◆ Your task ◆
Please rewrite the records below, changing "dark wood floor" to "dark timber floor" and keeping everything else unchanged. Leave the pictures out.

◆ Data ◆
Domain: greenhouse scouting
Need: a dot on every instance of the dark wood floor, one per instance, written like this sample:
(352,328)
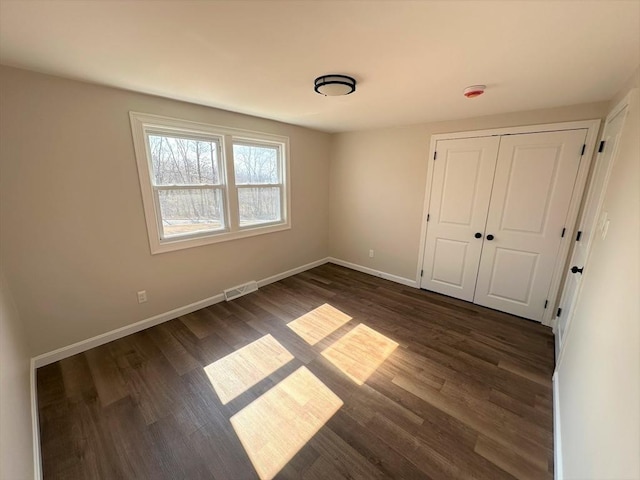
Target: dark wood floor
(467,394)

◆ Solution to this exercise ◆
Domain: greenhouse scouting
Need: a dot on every instance of the dark timber floor, one per instance, written like this sample:
(352,328)
Target: dark timber floor
(467,394)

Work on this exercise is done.